What is asked: In the light-beam analogy in the text on calling water "more acidic," what color of light stands for alkaline?

It is appropriate to use “more” or “increasing” when referring to an open-ended scale like temperature. However, if the temperature were to change from -10° to -5° C, people would look at you as if you were daft if you said that it was becoming hotter. It has to be hot before it can become hotter. I will allow that it is sometimes casually said – indeed often jokingly – that it has become warmer, but saying that it is ‘less cold’ or that the temperature had simply increased would be more accurate and is what I would expect in a scientific article. However, when there are natural or defined boundaries for measurement systems, then you cannot have more of nothing. The current use of “more acidic” for a decreasing pH of alkaline water is like saying that a block of ice that has increased in temperature slightly (say from -10° to -5° C) has become ‘more liquid’ while it is still obviously solid! In the same manner, something that is not acidic cannot logically become more acidic. It is, at best, grammatically careless to use those words.
Let’s see if I can further illuminate this point. Assume that you are observing a beam of cyan (blue-green) light (for purposes of analogy, let’s call it alkaline). You then add increasing amounts of red light (acid) to it. It is correct to say that the red component (hydrogen ions) is increasing. However, anyone observing the mixed beam would initially only see cyan light, with the saturation of the hue decreasing as more red light is added. Therefore, it would be sophistry to maintain that the beam was becoming more red when it was clearly still cyan. Only after becoming colorless would the light start to become perceptibly red (acidic). Then, there would be no disagreement that adding more red light (acid) would cause the beam to become more red (acidic) in appearance.

Material provided:
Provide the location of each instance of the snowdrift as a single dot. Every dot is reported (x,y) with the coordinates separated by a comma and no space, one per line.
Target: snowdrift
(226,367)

Solution to this exercise: Cyan (blue-green) light.